Extract to read:
--- begin ---
Where things went wrong
What happens next? The Society will be consulting with the local faculties, particularly in the areas that on paper appear to be hardest hit. Naismith recommends that solicitors in particular, but others also, should study the document and make their views known. Solicitors should contact the Society directly or through their local Council member, who will refer their comments to the Access to Justice Committee to be collated. The public should contact their MSP.
Does he think there is much chance of influencing the plans further? “I would like to think yes. If there was a strong opposition to a particular proposal on a principled basis, then further modification should be possible. There is certainly no suggestion that the consultation currently being undertaken is simply a token gesture. I suspect, however, that any change will be hard to achieve because the proposals have already been modified from what was originally considered, and the overriding consideration of saving money is likely to prevail.”
He adds: “In practice, an access to justice issue is always about a specific individual and their specific case. Our committee would like to hear examples of specific cases where there has been a perceived failure by an individual to obtain access to justice. We would hope through time to compile examples of the system failing. Because it’s all very well having rights in theory, but our citizens must also have rights in practice. We can’t resolve individual cases, but we can use them to try and make sure similar things don’t happen to others. It’s important to remember that access to justice is all about providing a system that caters for individuals.” n
To read the full consultation paper, go to www.scotcourts.gov.uk/consultations/index.asp The deadline for responses is noon on Friday 21 December 2012.
Who goes where
The headline changes proposed in the consultation paper Reshaping Scotland’s Court Services:
- The High Court should sit primarily in dedicated centres in Edinburgh, Glasgow and Aberdeen, with additional sittings only in dedicated sheriff courts unless the Lord Justice General or Lord Advocate considers another location appropriate. Timescale: phased in by 31 March 2015.
- As regards mainland courts, sheriff and jury business should routinely be held only in Glasgow, Aberdeen, Inverness, Edinburgh, Livingston, Paisley, Dumbarton, Kilmarnock, Airdrie, Hamilton, Ayr, Dumfries, Perth, Dundee, Falkirk and Dunfermline. As the body of summary sheriffs is established, these locations would also become centres of shrieval specialism in the civil, administrative and miscellaneous jurisdiction of the sheriff. The sheriff courts at Lerwick, Kirkwall, Stornoway, Lochmaddy and Portree would continue to hear all business within the jurisdiction of the sheriff. Timescale: progressive over a 10-year period.
- The five justice of the peace courts in towns with no sheriff court house (Coatbridge, Cumbernauld, Annan, Irvine, Motherwell) should close, with business transferred to a JP court in the sheriff court house for the district. Timescale: phase in by financial year 2014-15, subject to court capacity.
- Disestablish the JP courts in Portree, Stornoway and Wick, due to small caseload, and hear all business in the sheriff court. Timescale: not stated, but presumably with minimum delay.
--- end ---
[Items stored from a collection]
--- begin ---
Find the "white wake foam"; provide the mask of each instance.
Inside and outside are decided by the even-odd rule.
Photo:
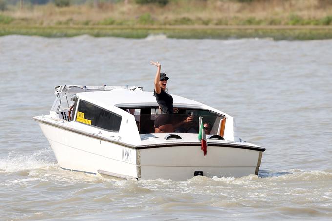
[[[54,160],[49,157],[50,151],[49,149],[43,149],[30,155],[11,151],[7,158],[0,158],[0,173],[49,169],[56,166]]]

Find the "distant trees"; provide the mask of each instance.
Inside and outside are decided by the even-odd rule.
[[[70,0],[54,0],[54,4],[61,8],[68,7],[70,5]]]
[[[163,6],[166,5],[169,2],[168,0],[135,0],[135,1],[139,4],[155,3]]]
[[[7,9],[7,3],[5,0],[0,0],[0,11],[5,11]]]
--- end ---
Copy the stretch of the court reform passage from "Who goes where" through "31 March 2015.". Work only from the court reform passage and leave the material aside.

Who goes where
The headline changes proposed in the consultation paper Reshaping Scotland’s Court Services:
- The High Court should sit primarily in dedicated centres in Edinburgh, Glasgow and Aberdeen, with additional sittings only in dedicated sheriff courts unless the Lord Justice General or Lord Advocate considers another location appropriate. Timescale: phased in by 31 March 2015.